THE REQUEST —
Reproduce the listing verbatim.

(Point-based annotation data)
########################################
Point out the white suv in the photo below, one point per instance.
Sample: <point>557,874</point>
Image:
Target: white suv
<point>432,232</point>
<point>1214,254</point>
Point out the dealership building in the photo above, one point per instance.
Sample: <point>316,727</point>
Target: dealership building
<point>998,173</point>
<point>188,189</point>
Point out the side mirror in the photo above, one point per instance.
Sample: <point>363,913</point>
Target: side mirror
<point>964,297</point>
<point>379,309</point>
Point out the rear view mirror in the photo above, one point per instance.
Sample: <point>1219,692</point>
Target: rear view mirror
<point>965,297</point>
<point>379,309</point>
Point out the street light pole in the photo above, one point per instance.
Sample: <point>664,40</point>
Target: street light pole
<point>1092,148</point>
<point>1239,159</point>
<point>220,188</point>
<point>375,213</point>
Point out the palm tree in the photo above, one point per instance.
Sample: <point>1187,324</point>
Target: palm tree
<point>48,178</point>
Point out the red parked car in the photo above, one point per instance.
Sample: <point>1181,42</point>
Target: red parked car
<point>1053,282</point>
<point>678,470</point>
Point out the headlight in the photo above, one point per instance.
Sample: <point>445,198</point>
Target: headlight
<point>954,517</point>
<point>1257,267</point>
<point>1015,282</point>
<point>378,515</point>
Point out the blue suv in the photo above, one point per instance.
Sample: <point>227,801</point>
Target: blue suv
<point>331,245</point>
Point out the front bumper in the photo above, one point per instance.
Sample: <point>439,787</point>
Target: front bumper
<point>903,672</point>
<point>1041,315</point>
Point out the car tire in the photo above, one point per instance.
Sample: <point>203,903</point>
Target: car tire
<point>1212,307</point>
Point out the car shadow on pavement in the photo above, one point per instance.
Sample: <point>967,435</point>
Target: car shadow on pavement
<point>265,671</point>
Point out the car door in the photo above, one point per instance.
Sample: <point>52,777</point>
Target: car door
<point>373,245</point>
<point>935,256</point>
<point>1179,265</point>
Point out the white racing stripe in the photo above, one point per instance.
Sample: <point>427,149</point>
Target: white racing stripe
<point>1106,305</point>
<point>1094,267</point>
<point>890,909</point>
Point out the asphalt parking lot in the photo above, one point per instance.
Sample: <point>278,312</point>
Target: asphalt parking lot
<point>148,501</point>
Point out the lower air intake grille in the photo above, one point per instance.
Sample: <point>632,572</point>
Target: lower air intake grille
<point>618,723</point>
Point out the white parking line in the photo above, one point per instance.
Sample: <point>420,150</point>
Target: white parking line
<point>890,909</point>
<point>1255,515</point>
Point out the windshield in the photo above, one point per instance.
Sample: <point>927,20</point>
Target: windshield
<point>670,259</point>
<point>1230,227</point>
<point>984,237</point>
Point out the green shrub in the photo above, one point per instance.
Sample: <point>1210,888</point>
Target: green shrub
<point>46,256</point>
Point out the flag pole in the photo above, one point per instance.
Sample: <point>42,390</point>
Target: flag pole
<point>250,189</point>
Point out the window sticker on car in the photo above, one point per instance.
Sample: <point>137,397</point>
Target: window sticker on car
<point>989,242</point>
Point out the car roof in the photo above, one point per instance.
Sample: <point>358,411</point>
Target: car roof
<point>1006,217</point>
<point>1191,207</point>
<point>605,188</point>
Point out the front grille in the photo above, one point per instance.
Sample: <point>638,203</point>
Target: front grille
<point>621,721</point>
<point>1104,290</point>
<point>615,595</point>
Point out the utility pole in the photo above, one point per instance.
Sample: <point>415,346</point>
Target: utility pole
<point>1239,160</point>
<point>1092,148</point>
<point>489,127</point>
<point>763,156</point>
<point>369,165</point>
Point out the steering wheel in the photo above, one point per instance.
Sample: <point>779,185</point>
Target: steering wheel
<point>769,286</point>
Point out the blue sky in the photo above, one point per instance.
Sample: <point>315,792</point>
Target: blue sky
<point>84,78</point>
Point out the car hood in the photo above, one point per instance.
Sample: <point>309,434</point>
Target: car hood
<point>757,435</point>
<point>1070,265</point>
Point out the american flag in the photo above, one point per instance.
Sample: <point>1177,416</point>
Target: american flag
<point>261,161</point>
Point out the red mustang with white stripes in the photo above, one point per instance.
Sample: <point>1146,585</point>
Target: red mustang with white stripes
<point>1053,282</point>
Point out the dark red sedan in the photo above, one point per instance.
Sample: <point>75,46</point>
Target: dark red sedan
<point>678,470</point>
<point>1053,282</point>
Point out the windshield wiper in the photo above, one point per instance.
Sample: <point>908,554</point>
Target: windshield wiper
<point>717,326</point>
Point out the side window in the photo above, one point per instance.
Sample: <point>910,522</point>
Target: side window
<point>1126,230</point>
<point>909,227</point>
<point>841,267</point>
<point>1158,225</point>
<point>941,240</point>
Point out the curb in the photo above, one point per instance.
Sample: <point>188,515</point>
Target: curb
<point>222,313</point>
########################################
FULL SOLUTION —
Point out the white suv in the photo below, one point per instance.
Sample: <point>557,874</point>
Image:
Target: white suv
<point>432,232</point>
<point>1214,254</point>
Point out the dealership building in the photo above, one point per instance.
Sample: <point>316,727</point>
Target: dealership building
<point>998,173</point>
<point>188,189</point>
Point out the side mirror in the photo above, one point per instance.
Sample: <point>363,913</point>
Target: side mirror
<point>964,297</point>
<point>379,309</point>
Point out the rear view mirror in the photo above, one point per instance.
Sample: <point>1219,692</point>
Target: rear view mirror
<point>965,297</point>
<point>379,309</point>
Point out the street light pole in the photo above, one point per instance.
Sample: <point>664,40</point>
Target: street light pole
<point>1092,148</point>
<point>1239,159</point>
<point>220,188</point>
<point>375,213</point>
Point out the palm tree in the photo above, one point per instance.
Sample: <point>1187,324</point>
Target: palm tree
<point>48,178</point>
Point out the red parked car in the photo above, one point per instance.
Sample: <point>1181,42</point>
Target: red parked car
<point>1053,282</point>
<point>678,470</point>
Point out the headlight in the photo above, one point per instance.
Sample: <point>445,198</point>
Target: headlight
<point>954,517</point>
<point>1257,267</point>
<point>1015,282</point>
<point>378,515</point>
Point out the blue suv in the photo above, one point per instance.
Sample: <point>227,801</point>
Target: blue suv
<point>331,245</point>
Point out the front bumper in the photo above, one point per instance.
Sample: <point>439,787</point>
Target: front bumper
<point>903,672</point>
<point>1041,315</point>
Point out the car tire in the photo above, one point per instance.
Sample: <point>203,903</point>
Target: car tire
<point>1212,307</point>
Point out the car shadow on pavement in the photo above, one point per instance.
Sample: <point>967,435</point>
Target: car shadow on pavement
<point>265,671</point>
Point out the car door in the photo above, one point per instance.
Sample: <point>52,777</point>
Target: car door
<point>373,245</point>
<point>935,256</point>
<point>1179,265</point>
Point out the white racing stripe in the photo above, one point per instance.
Sample: <point>427,149</point>
Target: white racing stripe
<point>1106,305</point>
<point>1094,267</point>
<point>890,909</point>
Point out the asphalt parking lot in the photo above, one point per instance.
Sample: <point>278,312</point>
Target: asphalt parking lot
<point>148,501</point>
Point out the lower air intake grille in the photo above, one point per instance.
Sample: <point>632,572</point>
Target: lower air intake grille
<point>618,723</point>
Point out the white parking line in the photo above, one point per instance.
Sample: <point>420,150</point>
Target: white parking line
<point>890,909</point>
<point>1255,515</point>
Point out the windshield in the photo above, one point per instance.
Sample: <point>927,20</point>
Target: windshield
<point>670,259</point>
<point>1230,227</point>
<point>984,237</point>
Point out the green shrub in the photo above, one point per instance.
Sample: <point>1210,888</point>
Target: green shrub
<point>46,256</point>
Point out the flag pole in the photo above, one point per instance.
Sample: <point>42,390</point>
Target: flag pole
<point>250,189</point>
Point out the window sticker on car in the photo above, one point per instance.
Sample: <point>137,397</point>
Target: window sticker on car
<point>989,242</point>
Point out the car roof in the photo above, one point per instance.
Sample: <point>358,411</point>
Target: car roof
<point>1006,217</point>
<point>1191,207</point>
<point>605,188</point>
Point out the front grille in the photo above, one point per instance.
Sample: <point>638,203</point>
Target: front grille
<point>621,721</point>
<point>1104,290</point>
<point>615,595</point>
Point out the utility pole in the photo above, one point per instance.
Sample: <point>415,346</point>
Target: utility pole
<point>1239,160</point>
<point>1092,148</point>
<point>489,127</point>
<point>763,156</point>
<point>369,165</point>
Point out the steering wheel in the photo above, one point per instance.
Sample: <point>779,185</point>
Target: steering wheel
<point>769,286</point>
Point out the blue sky in the photo above, one point per instance.
Sample: <point>315,792</point>
Target: blue sky
<point>84,78</point>
Point out the car hood in the photo above, one point per instance.
Sample: <point>309,434</point>
Target: car hood
<point>757,435</point>
<point>1070,265</point>
Point out the american flag in the photo above, one point per instance.
Sample: <point>1177,416</point>
Target: american flag
<point>261,161</point>
Point out the red mustang with white stripes in the photo above, one point per instance.
Sample: <point>1146,585</point>
Target: red mustang with white stripes
<point>1053,282</point>
Point out the dark red sedan in the photo above, one point per instance.
Sample: <point>75,46</point>
Target: dark red sedan
<point>678,470</point>
<point>1053,282</point>
Point out the windshield wiper in the photo above, one point per instance.
Sample: <point>908,554</point>
Target: windshield wiper
<point>717,326</point>
Point out the side window in the photo above, one point per instance.
Sample: <point>910,522</point>
Target: side window
<point>1126,230</point>
<point>909,227</point>
<point>841,267</point>
<point>1158,225</point>
<point>941,240</point>
Point out the curb in the photo above, one point per instance.
Sample: <point>188,515</point>
Target: curb
<point>222,313</point>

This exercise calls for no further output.